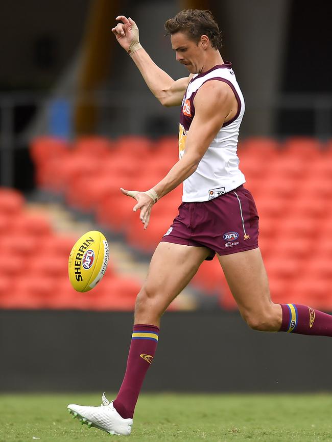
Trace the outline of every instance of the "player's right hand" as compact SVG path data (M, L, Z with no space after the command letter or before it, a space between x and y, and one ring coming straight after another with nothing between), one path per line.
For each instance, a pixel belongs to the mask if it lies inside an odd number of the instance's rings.
M115 18L118 23L115 28L112 29L112 32L116 37L116 40L123 48L128 52L129 49L134 52L133 49L137 50L138 41L138 28L136 23L129 17L127 18L124 15L118 15Z

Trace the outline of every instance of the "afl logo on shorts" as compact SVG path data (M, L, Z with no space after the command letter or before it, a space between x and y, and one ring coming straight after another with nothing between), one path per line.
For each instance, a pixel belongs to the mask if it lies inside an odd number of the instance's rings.
M227 232L224 235L224 239L225 241L234 241L239 238L239 233L237 232Z
M86 270L88 270L93 264L94 261L94 252L90 249L87 250L83 255L82 265Z

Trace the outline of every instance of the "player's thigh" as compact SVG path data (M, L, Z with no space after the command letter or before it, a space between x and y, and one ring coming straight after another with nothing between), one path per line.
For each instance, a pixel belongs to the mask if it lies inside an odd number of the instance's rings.
M162 242L157 247L141 292L165 308L187 285L210 253L206 247Z
M259 248L218 255L232 294L244 317L269 308L269 281Z

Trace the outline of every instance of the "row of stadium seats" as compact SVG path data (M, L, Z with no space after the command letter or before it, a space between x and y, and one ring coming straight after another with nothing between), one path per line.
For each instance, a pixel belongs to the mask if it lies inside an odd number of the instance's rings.
M111 262L93 291L72 288L68 257L77 239L29 213L18 192L0 188L0 308L133 310L140 282L117 275Z
M61 140L38 139L31 154L41 188L62 195L72 207L94 214L100 224L122 233L132 247L152 251L177 214L181 187L154 206L144 230L132 211L133 201L119 190L146 190L160 180L177 161L174 137L153 142L142 137L86 138L70 146ZM328 264L332 256L332 142L248 139L240 144L239 155L260 217L259 245L273 299L332 309L328 290L332 283ZM224 308L235 306L216 259L203 263L193 283L207 294L218 294Z

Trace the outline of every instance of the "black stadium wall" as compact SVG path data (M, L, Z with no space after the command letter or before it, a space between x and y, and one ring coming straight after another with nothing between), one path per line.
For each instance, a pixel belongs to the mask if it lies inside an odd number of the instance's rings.
M116 391L133 316L0 311L0 391ZM332 340L262 333L235 313L169 313L145 391L332 391Z

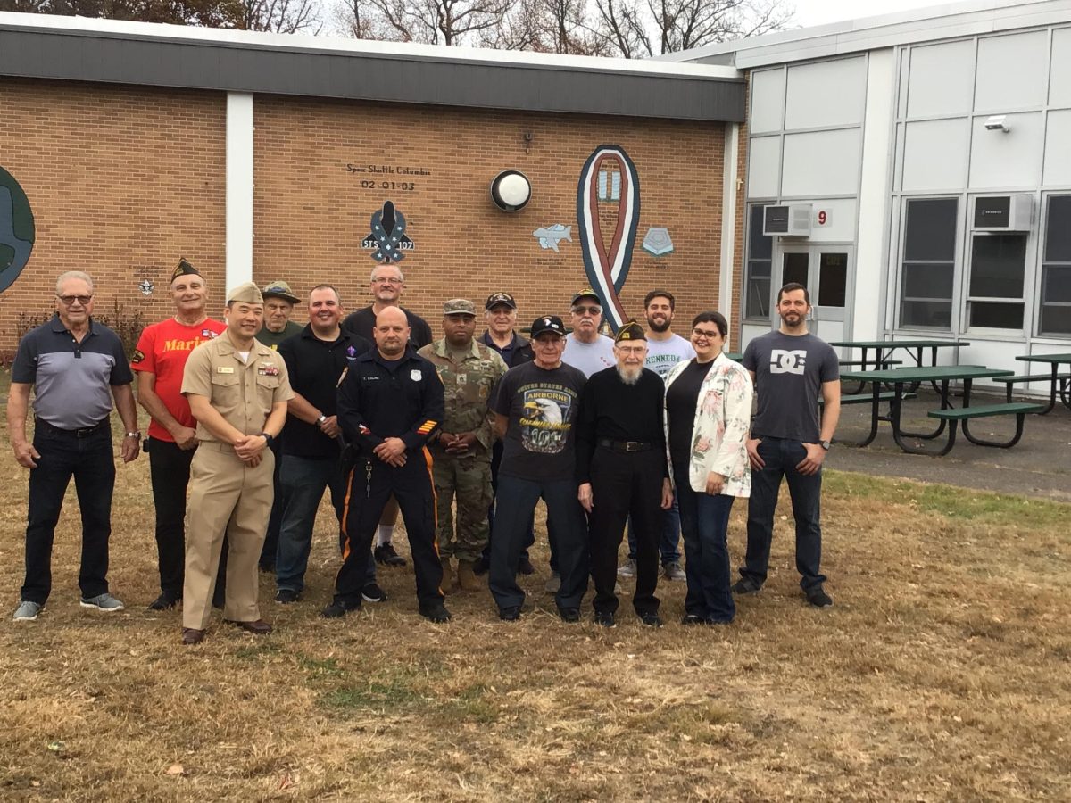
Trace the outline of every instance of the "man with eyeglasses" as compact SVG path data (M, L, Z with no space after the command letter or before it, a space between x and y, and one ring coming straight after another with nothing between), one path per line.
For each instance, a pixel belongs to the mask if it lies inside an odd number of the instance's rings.
M141 433L123 344L92 319L93 279L69 271L56 281L56 317L18 344L7 398L7 434L19 466L30 469L26 579L14 621L37 618L51 591L52 539L71 478L81 509L81 607L123 609L108 590L108 537L116 466L111 406L122 419L123 463L137 459ZM34 390L33 442L26 437Z
M576 482L588 513L595 624L614 626L617 550L631 518L639 533L632 606L644 624L660 627L660 513L673 504L662 428L665 387L644 367L647 337L635 321L618 330L614 353L617 365L584 385L576 420Z
M561 361L590 377L617 364L614 340L599 334L602 324L602 301L590 287L573 297L570 309L572 333L565 338L565 352Z
M409 345L419 349L429 344L432 328L427 321L421 318L411 309L406 309L398 303L402 300L402 291L405 289L405 276L402 270L391 262L376 266L372 271L368 283L374 299L368 306L350 313L342 323L342 328L353 334L364 337L368 342L375 342L376 317L388 307L396 306L405 313L409 323ZM379 519L379 529L376 532L375 548L372 550L377 563L384 566L404 566L405 558L397 554L394 544L394 525L398 518L398 503L393 497L383 506L383 515Z

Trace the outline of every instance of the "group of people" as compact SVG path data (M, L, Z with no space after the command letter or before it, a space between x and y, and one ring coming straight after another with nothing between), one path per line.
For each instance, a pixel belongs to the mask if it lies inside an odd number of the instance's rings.
M590 578L594 621L613 626L617 578L634 576L636 615L661 625L661 562L663 577L687 581L683 624L728 623L734 594L766 580L783 479L805 597L832 604L819 570L819 498L840 412L838 358L806 330L806 288L781 289L780 328L752 340L740 363L725 353L720 313L697 315L687 338L674 333L667 290L647 294L646 327L630 321L614 336L600 331L602 302L590 288L572 298L569 329L544 315L529 338L510 293L487 297L481 335L477 305L451 299L433 339L401 306L404 288L398 267L380 264L373 303L344 318L337 289L317 285L301 327L290 320L301 300L287 283L246 283L227 293L216 321L205 277L182 260L170 283L175 315L146 328L127 362L119 337L92 319L90 276L61 275L56 317L27 333L12 369L11 443L30 469L15 621L36 619L48 599L72 476L81 605L123 609L107 582L112 400L125 463L141 449L136 403L150 416L161 592L149 607L181 602L187 645L205 638L213 607L245 631L271 632L258 569L275 574L277 603L302 599L326 490L341 552L328 618L386 600L376 564L406 565L392 545L401 511L422 616L449 621L446 595L482 588L486 573L500 618L518 619L517 575L534 571L528 548L542 498L546 589L564 621L579 620ZM746 558L731 584L728 517L749 496Z

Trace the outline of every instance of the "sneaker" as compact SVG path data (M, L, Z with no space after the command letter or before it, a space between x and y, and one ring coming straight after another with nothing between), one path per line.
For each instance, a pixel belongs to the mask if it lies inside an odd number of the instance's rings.
M365 602L387 602L387 593L379 588L378 582L369 582L361 589L361 599Z
M561 617L563 622L578 622L580 621L580 609L579 608L558 608L558 616Z
M170 610L180 602L182 602L182 594L176 594L174 591L164 591L149 603L149 610Z
M662 566L662 576L667 580L687 580L688 575L684 574L684 570L680 567L680 563L673 561L672 563L666 563Z
M37 613L44 609L44 605L41 603L32 603L29 600L22 600L15 608L15 616L12 618L13 622L32 622L37 618Z
M342 600L335 600L333 603L328 605L323 610L320 611L320 616L325 619L338 619L340 617L346 616L351 610L360 610L361 603L348 603Z
M757 594L761 586L755 584L754 580L750 580L746 577L737 580L733 584L733 588L729 589L734 594Z
M384 566L404 566L406 564L405 558L394 551L394 544L389 541L373 549L372 557L376 559L376 563L382 563Z
M97 610L103 610L106 613L112 613L117 610L122 610L126 606L111 594L105 592L103 594L97 594L96 596L91 596L88 600L85 596L81 597L81 607L96 608Z
M451 619L453 619L453 617L450 615L450 611L447 610L447 606L443 605L442 603L439 603L438 605L435 605L431 608L426 608L425 610L420 611L420 615L424 617L424 619L428 620L429 622L435 622L436 624L446 624Z
M821 586L815 586L813 589L806 592L806 601L811 603L816 608L832 608L833 601L830 599L829 594L821 588Z

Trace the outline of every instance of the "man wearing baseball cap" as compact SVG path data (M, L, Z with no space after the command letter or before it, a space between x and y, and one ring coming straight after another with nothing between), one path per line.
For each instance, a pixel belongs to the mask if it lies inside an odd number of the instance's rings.
M506 444L498 470L491 592L503 621L521 618L525 592L516 581L517 564L528 521L542 498L547 526L557 540L558 613L565 622L576 622L588 587L588 545L576 496L573 422L587 378L561 361L565 348L561 318L537 318L531 337L536 359L507 372L492 406L495 429Z

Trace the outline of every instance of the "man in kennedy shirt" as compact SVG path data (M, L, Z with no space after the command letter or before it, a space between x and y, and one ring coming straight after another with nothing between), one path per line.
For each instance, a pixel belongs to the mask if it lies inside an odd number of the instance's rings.
M123 463L137 459L141 433L122 342L92 313L93 279L81 271L62 274L56 281L56 317L24 335L11 370L7 435L18 465L30 469L26 579L16 622L36 619L51 592L52 539L72 476L81 509L81 606L123 609L107 579L116 484L112 398L126 429ZM31 389L36 394L32 443L26 438Z

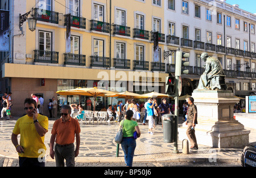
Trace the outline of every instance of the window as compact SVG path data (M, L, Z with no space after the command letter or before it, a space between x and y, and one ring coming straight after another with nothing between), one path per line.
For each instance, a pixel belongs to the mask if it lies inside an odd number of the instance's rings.
M71 44L71 53L79 54L79 36L72 36L70 37Z
M144 61L144 46L136 45L136 60Z
M240 40L236 39L236 49L240 49Z
M247 51L248 50L248 42L243 41L243 50Z
M246 22L243 22L243 31L245 32L247 32L248 31L248 27L247 27L247 24Z
M188 39L188 27L183 26L182 28L183 39Z
M201 41L201 30L196 29L196 41Z
M38 8L48 11L52 10L52 1L51 0L39 0L38 3Z
M209 9L207 9L207 20L212 21L212 11Z
M251 43L251 52L255 53L255 43Z
M45 31L39 31L39 50L52 50L52 33Z
M115 47L115 57L118 59L125 58L125 44L117 43Z
M160 32L159 19L153 19L153 32Z
M200 18L200 6L197 5L195 5L195 16L197 18Z
M221 13L217 13L217 23L220 24L222 24L222 16Z
M231 37L228 36L226 37L226 46L231 48Z
M158 6L160 6L160 0L153 0L153 4L158 5Z
M68 0L68 13L73 16L79 16L79 0Z
M251 25L251 33L252 34L255 34L255 25Z
M196 66L200 67L201 66L201 55L196 54Z
M175 24L169 22L169 35L175 36Z
M236 29L240 29L240 20L238 19L236 19Z
M115 18L117 25L125 26L125 11L117 9Z
M171 10L175 10L175 0L168 0L168 8Z
M104 7L94 4L93 19L97 21L104 22Z
M226 69L232 70L231 59L228 59L226 61Z
M212 32L207 32L207 43L212 43Z
M93 56L104 56L104 41L98 39L94 39L93 41Z
M136 14L136 28L144 29L144 16Z
M226 26L231 27L231 17L229 16L226 16Z
M182 12L188 14L188 2L182 1Z
M222 44L222 36L221 35L217 35L217 45L221 46Z

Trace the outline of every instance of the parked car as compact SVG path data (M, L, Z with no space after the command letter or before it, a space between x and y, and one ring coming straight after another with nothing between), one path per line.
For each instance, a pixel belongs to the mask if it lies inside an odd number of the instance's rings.
M241 153L241 164L243 167L256 167L256 142L249 143Z

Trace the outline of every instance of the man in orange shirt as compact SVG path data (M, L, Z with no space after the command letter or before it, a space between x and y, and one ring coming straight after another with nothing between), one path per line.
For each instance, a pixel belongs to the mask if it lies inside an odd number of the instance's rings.
M75 166L75 157L79 153L80 145L80 126L79 122L70 116L71 107L68 105L62 106L60 118L55 121L52 130L50 140L50 156L54 159L55 156L57 167L64 166L64 159L67 167ZM75 149L75 137L76 147ZM56 141L55 141L56 138ZM56 142L55 150L53 145Z

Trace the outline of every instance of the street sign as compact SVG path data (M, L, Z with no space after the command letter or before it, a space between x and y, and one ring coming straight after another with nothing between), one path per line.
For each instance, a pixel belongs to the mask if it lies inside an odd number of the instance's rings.
M179 86L178 86L179 96L181 95L182 91L182 79L181 77L179 77Z

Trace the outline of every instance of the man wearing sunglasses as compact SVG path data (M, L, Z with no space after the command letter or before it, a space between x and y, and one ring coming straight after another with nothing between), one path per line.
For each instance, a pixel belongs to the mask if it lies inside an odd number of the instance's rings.
M49 154L52 159L55 156L57 167L64 167L64 159L66 160L67 167L75 167L75 158L79 154L80 126L78 121L72 118L71 114L71 107L68 105L63 105L61 117L55 121L52 127ZM76 150L74 145L75 136ZM53 150L55 142L56 146Z
M19 166L44 167L44 135L48 131L48 117L38 114L36 102L32 98L26 99L24 105L27 115L17 120L11 135L11 141L19 154Z

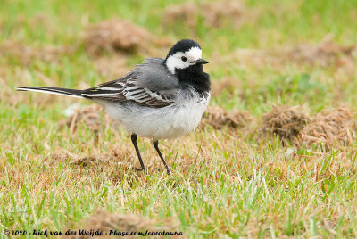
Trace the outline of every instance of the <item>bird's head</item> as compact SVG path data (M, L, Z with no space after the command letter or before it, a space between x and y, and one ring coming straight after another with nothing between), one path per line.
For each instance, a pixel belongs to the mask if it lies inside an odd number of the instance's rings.
M191 39L180 40L175 44L165 59L165 64L172 74L175 74L177 69L187 69L206 63L208 62L202 59L200 45Z

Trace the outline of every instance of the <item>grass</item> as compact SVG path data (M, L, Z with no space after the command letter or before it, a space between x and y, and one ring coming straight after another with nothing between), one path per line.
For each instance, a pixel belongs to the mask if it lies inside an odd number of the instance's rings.
M355 57L354 69L219 61L237 48L278 51L316 45L328 34L337 44L356 44L355 2L246 0L238 29L229 24L207 27L202 21L195 31L180 23L163 29L163 9L180 3L0 0L0 45L11 41L34 49L77 46L53 61L24 62L13 51L0 50L2 229L64 231L104 208L173 226L190 238L356 237L356 142L331 151L297 150L283 146L278 138L258 142L239 129L205 128L161 143L171 176L165 174L149 140L139 139L148 166L144 175L135 169L139 163L121 129L103 127L96 134L82 124L71 134L58 126L66 108L84 101L13 90L111 80L95 70L81 37L86 22L120 17L160 37L197 39L211 62L205 69L212 84L225 77L238 82L233 93L212 99L212 105L255 116L270 111L271 103L301 104L313 113L342 103L356 109ZM129 55L128 66L145 56ZM73 161L89 156L94 160L87 165Z

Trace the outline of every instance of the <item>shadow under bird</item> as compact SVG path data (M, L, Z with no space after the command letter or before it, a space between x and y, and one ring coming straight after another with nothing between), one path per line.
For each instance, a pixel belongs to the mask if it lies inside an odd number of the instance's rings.
M122 78L85 90L21 87L37 91L84 98L99 103L108 115L131 133L141 169L145 171L137 136L153 139L167 173L170 169L159 150L159 139L176 138L195 130L210 101L210 76L203 72L198 43L176 43L166 58L146 58Z

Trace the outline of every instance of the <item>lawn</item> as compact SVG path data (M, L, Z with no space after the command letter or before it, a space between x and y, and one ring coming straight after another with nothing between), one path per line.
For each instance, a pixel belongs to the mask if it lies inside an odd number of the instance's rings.
M357 2L187 3L0 0L0 238L357 237ZM142 38L90 51L88 31L107 20ZM90 103L14 90L95 87L181 38L200 43L213 96L195 132L161 141L170 176L140 137L148 172L137 170L129 134Z

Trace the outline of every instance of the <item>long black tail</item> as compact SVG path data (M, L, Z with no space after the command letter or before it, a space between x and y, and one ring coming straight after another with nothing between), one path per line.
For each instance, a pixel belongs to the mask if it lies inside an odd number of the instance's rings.
M48 94L67 95L77 98L86 98L82 94L82 90L75 90L75 89L65 89L65 88L57 88L57 87L20 87L16 88L21 91L37 91L37 92L44 92Z

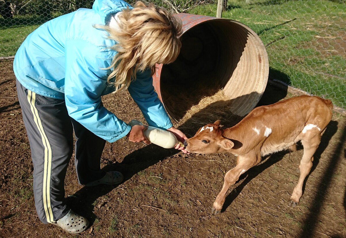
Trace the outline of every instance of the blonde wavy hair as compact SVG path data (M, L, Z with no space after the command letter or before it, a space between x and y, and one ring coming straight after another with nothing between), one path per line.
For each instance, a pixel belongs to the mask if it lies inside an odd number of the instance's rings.
M114 85L116 91L127 89L131 80L136 79L136 72L150 68L153 75L156 63L169 64L178 57L181 21L165 9L138 1L133 9L123 10L117 22L118 29L101 27L117 42L110 48L118 53L107 68L113 69L107 80Z

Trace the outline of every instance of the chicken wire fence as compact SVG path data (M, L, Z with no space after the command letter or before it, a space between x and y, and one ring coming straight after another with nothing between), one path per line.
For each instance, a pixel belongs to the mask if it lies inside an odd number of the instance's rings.
M13 58L30 33L86 0L0 0L0 59ZM222 17L258 35L269 60L269 79L346 108L346 6L336 1L228 0ZM129 1L133 3L134 1ZM155 0L175 13L215 16L217 1Z

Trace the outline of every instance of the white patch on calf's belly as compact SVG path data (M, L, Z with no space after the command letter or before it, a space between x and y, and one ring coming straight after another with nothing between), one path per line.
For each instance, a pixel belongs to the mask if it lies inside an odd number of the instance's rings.
M309 130L311 130L314 128L317 128L319 131L321 131L321 129L317 125L313 124L308 124L304 127L303 130L302 131L302 133L303 134L305 134Z
M267 127L265 127L265 131L264 132L264 136L266 137L268 137L269 136L269 135L272 133L272 129L270 128L268 128Z

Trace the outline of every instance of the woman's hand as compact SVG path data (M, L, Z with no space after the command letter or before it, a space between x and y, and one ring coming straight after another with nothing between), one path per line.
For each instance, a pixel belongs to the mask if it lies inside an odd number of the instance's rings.
M146 144L150 144L150 142L147 139L143 133L144 131L147 129L148 126L135 125L132 126L130 132L126 135L126 136L129 139L129 140L132 142L143 141Z
M181 131L177 129L174 126L172 126L169 129L167 129L167 130L173 133L175 136L175 137L176 137L176 139L178 139L178 140L182 143L184 143L184 141L188 139L188 138L185 135L185 134L183 133ZM184 149L184 148L183 146L181 146L179 144L177 144L176 145L175 147L174 147L175 149L177 150L180 150L184 153L188 154L190 153L189 152L188 152L187 150Z

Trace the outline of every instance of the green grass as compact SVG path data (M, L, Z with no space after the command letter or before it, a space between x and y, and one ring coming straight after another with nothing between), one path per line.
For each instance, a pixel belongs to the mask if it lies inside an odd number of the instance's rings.
M243 23L258 35L266 46L270 79L346 108L346 55L338 48L346 29L345 2L228 0L222 17ZM202 5L188 13L215 17L216 9L216 4ZM0 57L14 55L26 36L47 19L0 18Z
M270 79L346 107L346 60L344 50L337 49L346 28L345 1L246 1L229 0L222 17L258 35L266 46ZM189 13L216 16L216 8L201 6Z

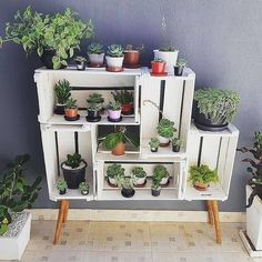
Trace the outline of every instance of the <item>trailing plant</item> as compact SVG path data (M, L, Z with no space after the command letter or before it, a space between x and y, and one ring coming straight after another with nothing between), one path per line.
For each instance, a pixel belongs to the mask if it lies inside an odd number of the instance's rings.
M38 177L30 185L24 178L28 154L18 155L2 172L0 180L0 235L6 233L8 224L12 222L11 212L21 212L31 209L39 195L39 185L42 181Z
M219 177L216 170L211 170L209 165L201 164L201 165L192 165L189 170L190 177L189 181L192 182L192 184L195 183L218 183Z
M177 129L173 125L174 122L168 119L161 119L157 127L158 134L167 139L172 138L173 133L177 131Z
M91 43L88 46L88 52L89 53L103 53L103 46L101 43Z
M108 54L113 58L123 57L123 48L121 44L111 44L108 47Z
M71 97L71 87L68 80L59 80L54 85L54 92L58 98L58 103L66 104L68 99Z
M249 185L252 188L252 193L249 198L249 203L246 208L250 208L253 203L254 196L259 195L262 199L262 132L254 132L254 143L253 148L240 148L238 151L242 153L251 153L254 159L243 159L242 162L246 162L250 167L246 171L251 173L251 179L249 180Z
M215 123L230 123L240 104L240 95L231 90L199 89L194 92L194 101L206 119Z
M73 57L75 49L80 49L81 40L92 36L92 21L82 22L69 8L63 13L44 16L28 7L17 11L13 23L7 23L0 46L11 41L21 44L27 53L37 51L39 57L44 50L54 50L53 69L59 69L67 66L67 59Z
M67 160L64 164L70 167L71 169L77 169L82 162L82 157L80 153L67 154Z

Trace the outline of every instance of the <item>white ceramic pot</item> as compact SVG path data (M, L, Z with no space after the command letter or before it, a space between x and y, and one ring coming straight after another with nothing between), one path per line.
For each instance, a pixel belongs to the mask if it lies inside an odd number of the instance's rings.
M88 52L88 57L89 57L90 63L103 64L104 53L89 53Z
M179 50L173 52L163 52L159 51L159 49L153 50L154 59L162 59L165 61L165 70L168 73L173 74L173 67L177 64Z
M246 185L246 203L252 192ZM246 209L246 234L256 251L262 251L262 200L254 196L253 204Z
M113 58L105 56L107 64L109 68L122 68L123 67L123 57Z

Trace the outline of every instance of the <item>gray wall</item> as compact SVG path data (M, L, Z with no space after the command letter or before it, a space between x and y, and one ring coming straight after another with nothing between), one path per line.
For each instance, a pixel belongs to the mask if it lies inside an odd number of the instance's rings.
M149 64L152 49L173 42L196 73L196 88L228 88L241 94L242 102L234 121L240 129L239 144L252 142L254 130L261 129L262 111L262 1L260 0L9 0L0 1L0 36L4 22L12 21L18 9L53 13L70 7L83 19L91 18L99 41L144 43L142 62ZM165 14L167 36L161 34ZM83 47L85 50L85 47ZM29 152L31 178L44 177L40 141L38 100L33 70L40 67L36 54L29 58L21 47L7 44L0 49L0 167L16 154ZM248 175L241 155L236 155L230 198L221 203L223 211L243 211L244 184ZM47 184L34 206L53 208ZM124 208L203 210L203 202L75 202L81 208Z

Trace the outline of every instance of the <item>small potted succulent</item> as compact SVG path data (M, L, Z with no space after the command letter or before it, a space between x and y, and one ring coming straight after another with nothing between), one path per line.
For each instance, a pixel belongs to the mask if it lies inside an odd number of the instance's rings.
============
* WORK TO BE COMPLETED *
Format the lines of the listing above as a numbered list, starting with the line that contains "Trace the outline of every instance of the street" and going on through the line that contains "M191 39L180 40L175". Leave out blank lines and pictures.

* EXERCISE ANSWER *
1. Trace the outline of every instance of the street sign as compact SVG path data (M, L, Z with no space after the command letter or before it, a space between x and y, and one ring coming straight after another with nothing between), one path per line.
2. For each instance, a pixel belongs to the mask if it lies inside an odd number of the instance's rings.
3. M179 86L178 86L179 96L181 95L182 91L182 79L181 77L179 77Z
4. Trace the outline of every instance of the man wearing sunglasses as compact SVG path data (M, L, Z with no space after the command letter or before it, a space between x and y, and one ring coming straight after another with nothing between), one path per line.
5. For each instance, a pixel belongs to the mask if it lies inside an odd number of the instance's rings.
6. M49 154L52 159L55 156L57 167L64 167L64 159L66 160L67 167L75 167L75 158L79 154L80 126L78 121L72 118L71 114L71 107L68 105L63 105L61 117L55 121L52 127ZM76 150L74 145L75 136ZM53 150L55 142L56 146Z
7. M19 166L44 167L44 135L48 131L48 117L38 114L36 102L32 98L26 99L24 105L27 115L17 120L11 135L11 141L19 154Z
8. Trace the outline of every instance of the <item>bird's head</item> as compact SVG path data (M, L, Z with no space after the command letter or before it, a space between x and y, and one ring coming straight after another with nothing between), one path per line.
9. For each instance, a pixel belongs to the mask if it lies inside an odd number of the instance's rings.
10. M191 39L180 40L175 44L165 59L165 64L172 74L175 74L177 69L187 69L206 63L208 62L202 59L200 45Z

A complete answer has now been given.